### [REQUIRED TASKS]
[1] According to the passage on Zurich, how many of the city's museums are devoted to art?
[2] From the passage on Zurich, copy the words starting at "Zürich a population" and ending after "50 world universities.".

-- START TEXT EXTRACT --

Besides being a shopping and a financial hub, Zurich is rich in culture and art heritage. It has over 50 museums, of which 14 are devoted to art. The Kunsthaus Zürich, the museum of fine arts, has a large collection of expensive paintings, including collection of works by Alberto Giacometti, sculptures and photographs besides a video library. videos. And not going far from the Zurich's main station i situated the Swiss National Museum – housed in a century old building which has a extended collection of exhibits relating to Swiss cultural history. 

Zürich a population of just over 400,000 - but almost 60,000 people study in some 20 universities, colleges and institutions of higher education in Zürich. Two of Switzerland's most distinguished universities are located in the city. The Swiss Federal Institute of Technology (ETH Zürich) and the University of Zürich. Both universities were once (2007) listed in the top 50 world universities.

-- END TEXT EXTRACT --
-- START DATASET ROWS --

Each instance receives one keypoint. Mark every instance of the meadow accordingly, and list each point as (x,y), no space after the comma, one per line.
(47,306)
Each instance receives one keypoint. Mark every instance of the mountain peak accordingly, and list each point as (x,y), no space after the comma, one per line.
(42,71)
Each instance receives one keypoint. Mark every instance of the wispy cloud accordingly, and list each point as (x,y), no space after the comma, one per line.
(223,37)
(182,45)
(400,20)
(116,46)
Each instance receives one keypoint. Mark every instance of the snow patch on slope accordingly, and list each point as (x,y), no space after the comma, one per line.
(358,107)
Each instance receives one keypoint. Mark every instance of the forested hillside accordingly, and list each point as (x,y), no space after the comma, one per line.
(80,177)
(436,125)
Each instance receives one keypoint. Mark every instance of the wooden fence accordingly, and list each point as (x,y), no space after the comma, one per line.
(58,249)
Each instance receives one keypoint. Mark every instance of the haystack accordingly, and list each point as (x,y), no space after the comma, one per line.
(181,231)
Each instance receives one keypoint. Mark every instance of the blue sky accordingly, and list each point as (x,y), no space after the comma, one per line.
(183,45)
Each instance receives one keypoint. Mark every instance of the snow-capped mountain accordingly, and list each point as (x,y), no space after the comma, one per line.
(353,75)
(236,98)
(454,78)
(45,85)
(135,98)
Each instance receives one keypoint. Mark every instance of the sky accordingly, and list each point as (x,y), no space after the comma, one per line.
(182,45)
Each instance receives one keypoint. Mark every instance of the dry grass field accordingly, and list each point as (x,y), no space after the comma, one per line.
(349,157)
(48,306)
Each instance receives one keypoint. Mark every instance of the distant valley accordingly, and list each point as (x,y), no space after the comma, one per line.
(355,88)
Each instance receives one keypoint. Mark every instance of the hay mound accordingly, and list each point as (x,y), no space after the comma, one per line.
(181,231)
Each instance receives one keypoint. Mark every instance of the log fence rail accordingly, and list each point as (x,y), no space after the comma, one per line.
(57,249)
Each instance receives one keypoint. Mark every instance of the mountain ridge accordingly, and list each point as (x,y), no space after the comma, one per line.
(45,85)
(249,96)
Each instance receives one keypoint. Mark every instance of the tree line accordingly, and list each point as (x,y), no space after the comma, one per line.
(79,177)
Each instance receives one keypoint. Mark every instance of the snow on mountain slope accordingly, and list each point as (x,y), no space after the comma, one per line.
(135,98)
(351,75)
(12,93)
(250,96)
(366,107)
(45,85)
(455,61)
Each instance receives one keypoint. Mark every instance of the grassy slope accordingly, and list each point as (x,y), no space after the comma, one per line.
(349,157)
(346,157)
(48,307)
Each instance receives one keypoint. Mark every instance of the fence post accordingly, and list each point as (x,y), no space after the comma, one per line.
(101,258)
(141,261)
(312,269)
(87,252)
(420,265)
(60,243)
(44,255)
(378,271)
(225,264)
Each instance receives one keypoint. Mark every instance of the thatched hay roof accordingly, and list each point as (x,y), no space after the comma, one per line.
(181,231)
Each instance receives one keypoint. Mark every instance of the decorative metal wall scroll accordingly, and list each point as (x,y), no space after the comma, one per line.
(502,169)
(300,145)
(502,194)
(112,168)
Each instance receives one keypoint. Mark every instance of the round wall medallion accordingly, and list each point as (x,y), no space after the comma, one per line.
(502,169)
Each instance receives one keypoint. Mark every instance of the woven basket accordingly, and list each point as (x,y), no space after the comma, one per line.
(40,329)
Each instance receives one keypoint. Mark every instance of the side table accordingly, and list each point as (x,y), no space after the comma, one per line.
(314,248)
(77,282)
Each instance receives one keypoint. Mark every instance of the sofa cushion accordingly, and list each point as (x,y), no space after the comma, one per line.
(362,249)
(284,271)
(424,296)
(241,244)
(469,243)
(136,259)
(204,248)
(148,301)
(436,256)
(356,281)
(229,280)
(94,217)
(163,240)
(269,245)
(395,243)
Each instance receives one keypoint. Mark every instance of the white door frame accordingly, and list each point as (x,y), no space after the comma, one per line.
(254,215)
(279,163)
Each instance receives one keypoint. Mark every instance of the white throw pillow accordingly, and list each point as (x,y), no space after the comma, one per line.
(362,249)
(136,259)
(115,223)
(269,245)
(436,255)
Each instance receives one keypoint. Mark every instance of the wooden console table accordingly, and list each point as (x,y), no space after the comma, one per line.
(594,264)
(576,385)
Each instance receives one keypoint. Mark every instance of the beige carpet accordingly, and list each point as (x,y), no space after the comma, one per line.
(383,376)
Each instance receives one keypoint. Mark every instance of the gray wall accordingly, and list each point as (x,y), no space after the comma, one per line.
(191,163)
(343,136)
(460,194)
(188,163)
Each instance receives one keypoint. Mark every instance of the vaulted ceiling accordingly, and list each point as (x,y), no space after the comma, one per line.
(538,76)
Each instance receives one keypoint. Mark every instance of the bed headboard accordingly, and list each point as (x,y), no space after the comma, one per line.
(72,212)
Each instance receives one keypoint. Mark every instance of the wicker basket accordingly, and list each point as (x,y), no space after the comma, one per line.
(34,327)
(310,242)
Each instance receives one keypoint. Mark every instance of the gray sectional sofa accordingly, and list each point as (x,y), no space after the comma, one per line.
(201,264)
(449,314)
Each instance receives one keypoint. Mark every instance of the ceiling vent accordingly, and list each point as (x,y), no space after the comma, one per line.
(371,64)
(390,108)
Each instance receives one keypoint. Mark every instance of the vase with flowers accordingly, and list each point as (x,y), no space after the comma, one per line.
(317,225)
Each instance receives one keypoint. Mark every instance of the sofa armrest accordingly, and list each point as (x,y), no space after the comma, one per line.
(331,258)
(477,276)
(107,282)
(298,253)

-- END DATASET ROWS --

### [RESULTS]
[1] 14 of Zurich's museums are devoted to art.

[2]
Zürich a population of just over 400,000 - but almost 60,000 people study in some 20 universities, colleges and institutions of higher education in Zürich. Two of Switzerland's most distinguished universities are located in the city. The Swiss Federal Institute of Technology (ETH Zürich) and the University of Zürich. Both universities were once (2007) listed in the top 50 world universities.